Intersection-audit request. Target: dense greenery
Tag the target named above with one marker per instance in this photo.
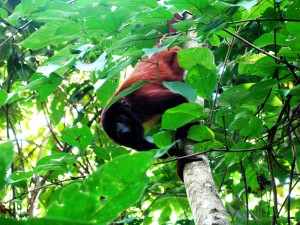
(61, 61)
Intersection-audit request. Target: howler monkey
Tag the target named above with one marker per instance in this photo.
(125, 119)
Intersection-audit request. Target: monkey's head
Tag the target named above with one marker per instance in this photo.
(121, 124)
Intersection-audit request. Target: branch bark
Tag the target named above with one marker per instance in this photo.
(205, 202)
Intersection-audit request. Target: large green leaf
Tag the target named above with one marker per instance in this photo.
(200, 133)
(153, 16)
(77, 136)
(42, 221)
(55, 162)
(132, 4)
(52, 34)
(107, 192)
(203, 80)
(191, 57)
(192, 5)
(43, 85)
(183, 89)
(180, 115)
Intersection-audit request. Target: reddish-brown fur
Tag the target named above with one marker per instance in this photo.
(152, 99)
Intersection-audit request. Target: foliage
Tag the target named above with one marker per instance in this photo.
(61, 61)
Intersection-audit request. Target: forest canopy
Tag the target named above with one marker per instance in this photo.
(62, 60)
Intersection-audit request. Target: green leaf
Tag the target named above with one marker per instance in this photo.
(229, 97)
(29, 6)
(3, 97)
(106, 90)
(77, 136)
(207, 145)
(182, 88)
(264, 67)
(200, 133)
(190, 5)
(180, 115)
(42, 221)
(43, 85)
(257, 93)
(133, 5)
(184, 25)
(58, 161)
(98, 64)
(57, 108)
(163, 139)
(253, 128)
(6, 158)
(268, 39)
(110, 190)
(203, 80)
(214, 40)
(126, 92)
(100, 152)
(114, 20)
(191, 57)
(19, 176)
(52, 34)
(295, 91)
(52, 67)
(153, 16)
(247, 4)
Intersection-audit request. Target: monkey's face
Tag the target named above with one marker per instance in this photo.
(122, 126)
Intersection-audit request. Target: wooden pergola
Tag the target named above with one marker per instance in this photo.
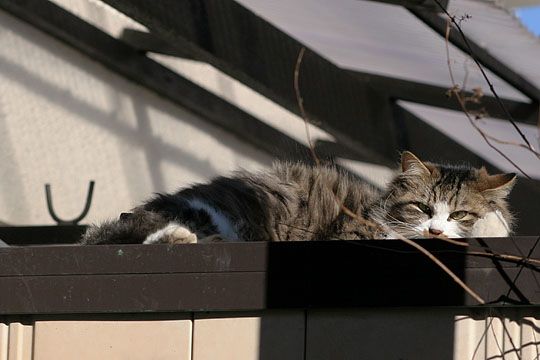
(359, 109)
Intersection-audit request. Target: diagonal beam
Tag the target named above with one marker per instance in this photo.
(496, 66)
(135, 66)
(426, 5)
(433, 95)
(248, 48)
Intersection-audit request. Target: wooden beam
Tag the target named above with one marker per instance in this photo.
(433, 95)
(257, 276)
(438, 23)
(130, 63)
(426, 5)
(392, 88)
(146, 42)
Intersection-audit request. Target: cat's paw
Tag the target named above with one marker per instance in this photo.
(212, 239)
(492, 224)
(173, 233)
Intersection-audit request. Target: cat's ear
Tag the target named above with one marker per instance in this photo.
(412, 165)
(498, 185)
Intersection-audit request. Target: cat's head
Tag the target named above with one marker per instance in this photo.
(455, 201)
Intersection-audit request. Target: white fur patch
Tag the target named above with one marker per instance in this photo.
(224, 225)
(440, 221)
(173, 231)
(492, 224)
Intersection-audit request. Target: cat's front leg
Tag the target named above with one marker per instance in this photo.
(173, 233)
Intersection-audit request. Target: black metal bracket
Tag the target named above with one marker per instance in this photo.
(78, 218)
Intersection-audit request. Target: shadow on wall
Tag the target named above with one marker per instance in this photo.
(136, 136)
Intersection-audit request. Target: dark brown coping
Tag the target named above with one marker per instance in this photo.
(256, 276)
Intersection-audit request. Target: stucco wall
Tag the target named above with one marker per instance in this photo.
(66, 120)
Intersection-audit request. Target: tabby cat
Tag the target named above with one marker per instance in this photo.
(300, 202)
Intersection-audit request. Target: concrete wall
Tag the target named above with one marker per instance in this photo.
(419, 334)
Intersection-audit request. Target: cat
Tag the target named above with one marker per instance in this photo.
(294, 201)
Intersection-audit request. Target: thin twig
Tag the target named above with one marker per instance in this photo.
(491, 87)
(456, 92)
(348, 212)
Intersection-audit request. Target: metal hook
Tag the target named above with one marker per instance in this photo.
(78, 218)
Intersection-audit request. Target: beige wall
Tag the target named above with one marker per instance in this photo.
(419, 334)
(66, 120)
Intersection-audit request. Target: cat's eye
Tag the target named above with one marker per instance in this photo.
(458, 215)
(424, 208)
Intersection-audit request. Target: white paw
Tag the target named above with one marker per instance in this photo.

────

### Activity
Exactly as written above, print every record, and keep the pictures out.

### Your solution
Intersection-audit request. Target: dense greenery
Tag the target named above with one marker per instance in this photo.
(61, 61)
Intersection-audit request. Target: howler monkey
Tag the target named above with one marker per instance in this photo.
(125, 119)
Intersection-audit request. Target: monkey's head
Tag the target named above with one marker per instance in this photo.
(121, 124)
Intersection-audit request. Target: branch bark
Tag the target named above with one marker per instance in this photo.
(205, 202)
Intersection-audit request. Target: large green leaf
Tag the target named above with one marker per instance in this photo.
(200, 133)
(153, 16)
(77, 136)
(42, 221)
(55, 162)
(132, 4)
(52, 34)
(107, 192)
(203, 80)
(191, 57)
(192, 5)
(43, 85)
(183, 89)
(180, 115)
Intersection-audit request. Target: reddish-brown fur
Tag the target named above with one marker per instance in this photo.
(152, 99)
Intersection-audit request. Target: foliage
Tag the target named above with one marker per instance in this photo.
(61, 61)
Intersection-audit request. Target: forest canopy
Tag the target named above with one marker per instance in this photo.
(62, 60)
Intersection-audit request. Target: green leaf
Tag the target named above with one marker per instance in this photo.
(229, 97)
(29, 6)
(3, 97)
(106, 90)
(77, 136)
(207, 145)
(182, 88)
(264, 67)
(200, 133)
(190, 5)
(180, 115)
(42, 221)
(43, 85)
(257, 93)
(133, 5)
(184, 25)
(58, 161)
(98, 64)
(57, 108)
(163, 139)
(253, 128)
(6, 158)
(268, 39)
(110, 190)
(203, 80)
(214, 40)
(126, 92)
(100, 152)
(114, 20)
(191, 57)
(19, 176)
(52, 34)
(295, 91)
(52, 67)
(153, 16)
(247, 4)
Intersection-audit request. Target: monkey's face
Tag the target named above with one marker per instance in this photo.
(122, 126)
Intersection-audit request. Target: wooden pergola
Tag the target named above with one marker per instance in this photo.
(359, 109)
Intersection-audit request. Target: diagonal beam
Tag the target named above with one marker per instance in this photo.
(496, 66)
(135, 66)
(426, 5)
(433, 95)
(248, 48)
Intersection-audit request. Target: wooden beam
Tag the target named above with one marker per instance in this photo.
(433, 95)
(257, 276)
(438, 23)
(130, 63)
(426, 5)
(392, 88)
(146, 42)
Intersection-audit request. Target: cat's paw
Tag the target named above with one marker per instance in this photo.
(212, 239)
(492, 224)
(173, 233)
Intersection-audit request. Target: cat's ear
Tag the target named above with one marker per instance in this photo.
(412, 165)
(498, 185)
Intersection-audit request. Target: cat's head
Tag the target named above with one marker per instance in this photo.
(455, 201)
Intersection-audit request. Target: white fur patch
Tag the target named above with one marker per instance in this photo.
(224, 225)
(440, 221)
(173, 231)
(492, 224)
Intersection-audit request. Target: cat's front leg
Tag the target named above with one marker per instance in this photo.
(173, 233)
Intersection-audit request. Target: black metal bracket
Tag the target named above with one marker per instance in this photo.
(78, 218)
Intersection-audit request. Target: shadow on wall
Tag the target named above with one marker per instance in this photo.
(136, 136)
Intersection-audit request. Target: dark brown coping
Tag the target named above with one marker per instance in this photo.
(256, 276)
Intersection-audit request. Target: stucco wall
Tag the target named above with one marker per instance in this photo.
(66, 120)
Intersection-audit request. Target: tabby cat
Tag the target named above with one marker per instance in this photo.
(300, 202)
Intersection-audit request. Target: concrete wall
Tag the target named above with one marker per instance in this photo.
(419, 334)
Intersection-audit request. Target: cat
Tag the target named above with one marker per instance in this photo.
(294, 201)
Intersection-audit request. Target: thin twig
Tag the target named above with one marker per instance in this photo.
(491, 87)
(456, 92)
(348, 212)
Intersection-audit request. Target: metal hook
Tag the target named above with one marker per instance in this photo.
(78, 218)
Intersection-audit request. Target: beige wall
Tag the target named above with one marker per instance in this photo.
(419, 334)
(66, 120)
Intersection-audit request. Target: cat's eye
Tag the target named above with one marker per instance in this photo.
(458, 215)
(424, 208)
Intersection-audit request. Target: white paw
Tag the target named above with one marker per instance in this photo.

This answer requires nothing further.